» STATED PROBLEM
Put all the rows below into a two-column CSV with the headers "prompt" and "points". Give one line per row, with its text in the first field and its answer in the second, each field quoted and line breaks turned into spaces, and please leave the pictures out.

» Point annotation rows
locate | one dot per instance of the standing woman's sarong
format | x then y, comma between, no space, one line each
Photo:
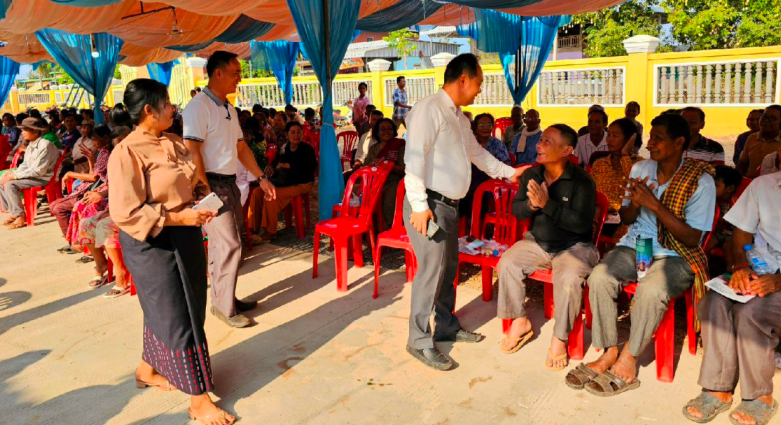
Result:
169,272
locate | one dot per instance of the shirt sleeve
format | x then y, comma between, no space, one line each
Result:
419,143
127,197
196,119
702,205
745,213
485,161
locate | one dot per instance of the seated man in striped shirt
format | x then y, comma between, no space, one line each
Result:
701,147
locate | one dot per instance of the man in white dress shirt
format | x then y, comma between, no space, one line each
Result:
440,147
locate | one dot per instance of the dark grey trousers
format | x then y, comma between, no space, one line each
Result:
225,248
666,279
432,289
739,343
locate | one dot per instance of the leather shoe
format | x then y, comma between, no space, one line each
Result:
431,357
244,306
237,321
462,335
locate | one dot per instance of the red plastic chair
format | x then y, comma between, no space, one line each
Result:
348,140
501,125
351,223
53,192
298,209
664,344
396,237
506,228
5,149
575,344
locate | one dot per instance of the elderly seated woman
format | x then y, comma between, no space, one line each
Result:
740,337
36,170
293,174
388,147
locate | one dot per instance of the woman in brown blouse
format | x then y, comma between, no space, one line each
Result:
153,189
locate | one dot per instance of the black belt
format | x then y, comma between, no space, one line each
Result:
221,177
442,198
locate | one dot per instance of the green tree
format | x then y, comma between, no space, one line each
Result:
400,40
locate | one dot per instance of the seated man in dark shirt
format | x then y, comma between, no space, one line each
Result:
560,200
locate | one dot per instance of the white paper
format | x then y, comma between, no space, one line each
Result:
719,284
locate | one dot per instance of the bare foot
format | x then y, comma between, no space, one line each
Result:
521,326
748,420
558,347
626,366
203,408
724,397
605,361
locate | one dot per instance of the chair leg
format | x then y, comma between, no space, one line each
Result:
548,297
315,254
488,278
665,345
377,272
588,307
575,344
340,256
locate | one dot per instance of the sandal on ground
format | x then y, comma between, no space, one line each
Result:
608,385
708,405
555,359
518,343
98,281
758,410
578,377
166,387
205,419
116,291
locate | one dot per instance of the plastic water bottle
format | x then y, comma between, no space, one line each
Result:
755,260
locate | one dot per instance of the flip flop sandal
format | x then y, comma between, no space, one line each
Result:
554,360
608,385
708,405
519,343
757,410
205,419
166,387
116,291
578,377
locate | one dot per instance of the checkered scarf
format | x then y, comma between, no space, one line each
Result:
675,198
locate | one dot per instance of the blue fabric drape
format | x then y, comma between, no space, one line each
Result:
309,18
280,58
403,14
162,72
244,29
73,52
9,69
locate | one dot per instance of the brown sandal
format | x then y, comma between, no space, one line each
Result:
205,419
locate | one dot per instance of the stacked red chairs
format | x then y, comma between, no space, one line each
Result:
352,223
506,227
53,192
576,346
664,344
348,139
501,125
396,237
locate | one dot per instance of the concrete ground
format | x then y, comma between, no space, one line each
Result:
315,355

» WRITTEN REPLY
prompt,points
"locate | one dot per instance of the standing woman's sarong format | x then y, comma between, no space, one line each Photo: Result:","169,272"
"locate | one dot per instance of the shirt sleeve format | x then y, comma between, no space, one line each Result:","419,143 127,197 196,119 702,205 745,213 485,161"
"locate | one dot per instance of the seated man in striped shirt format | x then y, comma between, no space, one line each Result:","701,147"
"locate | one dot per instance of the man in white dress shirt format | x then y, comma between, no space, one line each Result:","440,147"
"locate | one dot per instance of the dark grey trousers format | x then y, comma between, no space, one line each Result:","225,248 666,279 432,289 739,343"
"locate | one dot per instance of the leather shoe format | x then y, comma between, no space, one line each Result:","431,357 244,306 237,321 462,335"
"locate | one dot per instance of the red plastic chair format | x then y, comma between, no space, one line each Result:","348,140 501,125 351,223 53,192 298,209 664,344 396,237 506,228 5,149 575,344"
"locate | one dot per instance of the elderly seated woman format | x then y, comma between, no space, one line each Result:","740,337 36,170 293,174 388,147"
"locate | one dot per instance of the woman in brown blouse format | x then y, comma between, no space, one line each Result:","153,189"
"locate | one dot per instance of the black belt format | x then y, comma between, no space, one line each Result:","221,177 442,198"
"locate | one dot per instance of the green tree format | x then y, comma between, no space, one line each Result:","400,40"
"locate | one dot per instance of the seated man in dark shirt format | x then y, comma between, no space, one line each Result:","560,200"
"locate | one dot per instance of the white paper format | x then y, comma between, no space, one line each Result:","719,284"
"locate | one dot per instance of the bare foot format | x then y, comma between, no space, one line each Result:","521,326 748,420 558,347 626,366 203,408 724,397 605,361"
"locate | one dot per instance of the chair leg format | x then y, comma between, no space, one line each Result:","548,297 315,254 488,278 665,345 377,272 588,307 575,344 340,256"
"locate | one dot per instance of the sandal on ground format | x then y, comma between, no space, one line each Result:","608,385 708,405 555,359 518,343 98,281 758,410 578,377 166,387 205,419 116,291"
"locate | one dot per instance of the plastic water bottle format | x then y, comma between, no space, one line each Result:","755,260"
"locate | one dot per instance of the flip flop sandal format | x then y, comma between, no space, one line each Result:","554,360 608,385 708,405 519,343 757,410 205,419 166,387 116,291 578,377"
"locate | one dot per instance of the checkered scarf format | x then y, comma between, no space, one line each Result:","675,198"
"locate | one dot per instance of the blue fabric drape format | x then y, comma between, no space, one line each Result:","309,18 280,58 403,14 162,72 244,29 73,52 9,69"
"locate | one dot per instance of the brown sandal format | x then y, comma between, no space, one line each Result:","205,419"
"locate | one dot per instance of the stacked red chairs format | x then y, comma between, no space, one line each Result:","352,223 506,227 53,192 576,346 664,344 348,139 501,125 396,237"
"locate | one dot per instance of the concrete ground format | x then y, comma between, no space, one line each Result:","315,355"